Render every line of the items below as a JSON array of strings, one string per line, with blank lines omitted.
____
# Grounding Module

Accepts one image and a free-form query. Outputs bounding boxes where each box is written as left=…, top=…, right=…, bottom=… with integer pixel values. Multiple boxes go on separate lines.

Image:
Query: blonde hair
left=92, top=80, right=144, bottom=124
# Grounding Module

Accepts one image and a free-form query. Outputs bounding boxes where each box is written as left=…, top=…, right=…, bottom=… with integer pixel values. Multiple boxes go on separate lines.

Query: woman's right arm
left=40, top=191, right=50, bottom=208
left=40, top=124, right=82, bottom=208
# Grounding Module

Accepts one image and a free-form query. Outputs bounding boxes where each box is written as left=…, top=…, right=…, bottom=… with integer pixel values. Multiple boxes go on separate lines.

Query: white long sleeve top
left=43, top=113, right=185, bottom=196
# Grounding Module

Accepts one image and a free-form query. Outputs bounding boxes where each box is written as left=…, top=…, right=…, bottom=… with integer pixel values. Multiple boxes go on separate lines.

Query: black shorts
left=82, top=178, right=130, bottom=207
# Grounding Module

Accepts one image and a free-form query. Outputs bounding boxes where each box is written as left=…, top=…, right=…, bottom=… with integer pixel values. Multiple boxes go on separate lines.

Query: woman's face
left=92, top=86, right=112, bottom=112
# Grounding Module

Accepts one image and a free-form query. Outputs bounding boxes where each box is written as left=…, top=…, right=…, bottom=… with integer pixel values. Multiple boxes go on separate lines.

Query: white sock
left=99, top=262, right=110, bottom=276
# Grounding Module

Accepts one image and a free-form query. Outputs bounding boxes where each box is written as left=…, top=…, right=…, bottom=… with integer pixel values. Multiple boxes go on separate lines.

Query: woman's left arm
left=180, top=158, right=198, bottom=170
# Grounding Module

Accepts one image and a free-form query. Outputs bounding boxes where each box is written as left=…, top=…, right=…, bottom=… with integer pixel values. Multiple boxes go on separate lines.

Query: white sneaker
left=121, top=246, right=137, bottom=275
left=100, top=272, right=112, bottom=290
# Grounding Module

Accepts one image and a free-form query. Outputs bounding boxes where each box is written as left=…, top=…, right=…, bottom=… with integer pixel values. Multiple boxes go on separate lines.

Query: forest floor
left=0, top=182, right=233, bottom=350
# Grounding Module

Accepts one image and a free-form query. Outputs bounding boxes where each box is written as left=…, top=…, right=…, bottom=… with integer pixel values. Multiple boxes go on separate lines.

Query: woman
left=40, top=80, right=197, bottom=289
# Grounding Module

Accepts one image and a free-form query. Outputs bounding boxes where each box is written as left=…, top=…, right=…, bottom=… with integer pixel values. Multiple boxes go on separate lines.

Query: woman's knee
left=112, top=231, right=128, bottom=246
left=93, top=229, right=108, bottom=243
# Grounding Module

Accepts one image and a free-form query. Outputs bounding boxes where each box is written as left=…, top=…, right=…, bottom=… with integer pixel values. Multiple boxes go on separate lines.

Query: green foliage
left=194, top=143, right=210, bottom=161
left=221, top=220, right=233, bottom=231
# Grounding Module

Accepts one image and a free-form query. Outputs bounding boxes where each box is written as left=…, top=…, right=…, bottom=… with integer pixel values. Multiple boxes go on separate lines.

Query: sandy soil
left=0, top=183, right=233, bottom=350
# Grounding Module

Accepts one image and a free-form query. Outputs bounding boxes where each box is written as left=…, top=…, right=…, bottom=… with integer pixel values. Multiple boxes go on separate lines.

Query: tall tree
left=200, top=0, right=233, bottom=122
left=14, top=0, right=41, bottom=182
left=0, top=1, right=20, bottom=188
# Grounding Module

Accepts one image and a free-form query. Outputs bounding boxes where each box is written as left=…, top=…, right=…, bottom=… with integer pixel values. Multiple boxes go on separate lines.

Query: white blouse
____
**Reply to the task**
[
  "# Grounding Module",
  "Accepts one image and a free-form query. Outputs bounding boxes where each box is written as left=…, top=…, right=…, bottom=… with integer pixel values. Multiple boxes go on separate lines.",
  "Image:",
  "Query: blonde hair",
  "left=92, top=80, right=144, bottom=124",
  "# Grounding Module",
  "Accepts one image and a free-form query. Outputs bounding boxes where each box is written as left=…, top=…, right=…, bottom=… with integer pixel values. Multiple boxes go on separate lines.",
  "Query: woman's right arm",
  "left=40, top=191, right=50, bottom=208",
  "left=40, top=124, right=82, bottom=208",
  "# Grounding Module",
  "Accepts one image and a free-form query. Outputs bounding boxes where each box is written as left=…, top=…, right=…, bottom=… with integer pixel values. Multiple boxes go on separate lines.",
  "Query: white long sleeve top",
  "left=43, top=113, right=185, bottom=196",
  "# Grounding Module",
  "Accepts one image and a free-form query. Outputs bounding boxes where each box is written as left=…, top=…, right=…, bottom=… with integer pixel values. Multiple boxes go on separate lines.",
  "Query: black shorts",
  "left=82, top=178, right=130, bottom=207",
  "# Grounding Module",
  "Accepts one image and a free-form query. Outputs bounding boxes where each box is written as left=…, top=…, right=…, bottom=… with integer pixel values. Multiple boxes go on separate lines.",
  "Query: woman's face",
  "left=92, top=86, right=112, bottom=112",
  "# Grounding Module",
  "Accepts one image and a free-form query. Outputs bounding boxes where each box is written as left=…, top=…, right=…, bottom=… with integer pixel values. Multiple boxes go on separate lines.",
  "Query: white sock",
  "left=99, top=262, right=110, bottom=276",
  "# Grounding Module",
  "Accepts one image and a free-form query. Outputs bounding boxes where each box is written as left=…, top=…, right=…, bottom=… with integer pixel values. Multiple boxes go on separate lines.",
  "Query: woman's left arm",
  "left=180, top=158, right=198, bottom=170",
  "# Grounding Module",
  "Accepts one image and a free-form query. Outputs bounding boxes where each box is written as left=…, top=…, right=…, bottom=… with integer pixel values. Multiple boxes go on separate lines.",
  "Query: white sneaker",
  "left=121, top=246, right=137, bottom=275",
  "left=100, top=272, right=112, bottom=290",
  "# Grounding Module",
  "Accepts one image and a free-form query. Outputs bounding boxes where each box is written as left=…, top=…, right=…, bottom=… with integer pixel values. Multiple boxes go on separate lines.",
  "Query: forest floor",
  "left=0, top=182, right=233, bottom=350",
  "# Grounding Module",
  "Accepts one image and a free-form query. Outputs bounding boxes where each box is written as left=…, top=…, right=…, bottom=… with integer pixel values. Multiple boxes go on separate lines.",
  "Query: woman",
  "left=40, top=80, right=197, bottom=289",
  "# Grounding Module",
  "Accepts one image and a free-form query. Outputs bounding boxes where each box is written as left=…, top=…, right=…, bottom=… with integer pixel values. Multiple boxes go on separate lines.",
  "Query: woman's knee",
  "left=112, top=231, right=128, bottom=246",
  "left=93, top=229, right=108, bottom=243",
  "# Grounding Module",
  "Accepts one image and a free-form query. Outputs bounding boxes where each box is written as left=…, top=…, right=…, bottom=… with integer pixel values. Multiple boxes go on separate lines.",
  "Query: green foliage",
  "left=194, top=143, right=210, bottom=161",
  "left=221, top=220, right=233, bottom=231",
  "# Grounding Module",
  "Accepts one image and a free-form query. Outputs bounding boxes where each box is written as left=…, top=…, right=…, bottom=… with integer pixel values. Multiple boxes go on separate lines.",
  "Query: sandy soil",
  "left=0, top=183, right=233, bottom=350",
  "# Grounding Module",
  "Accepts one image and a free-form query. Outputs bounding boxes where each box is written as left=…, top=…, right=…, bottom=… with integer pixel values. Multiple boxes go on separate lines.",
  "Query: tall tree",
  "left=200, top=0, right=233, bottom=122",
  "left=14, top=0, right=41, bottom=182",
  "left=0, top=1, right=20, bottom=188",
  "# Grounding Module",
  "Accepts one image and a free-form query. Outputs bounding boxes where each box is written as left=…, top=…, right=…, bottom=… with integer pixel values. Multiple boxes go on separate lines.",
  "Query: white blouse"
]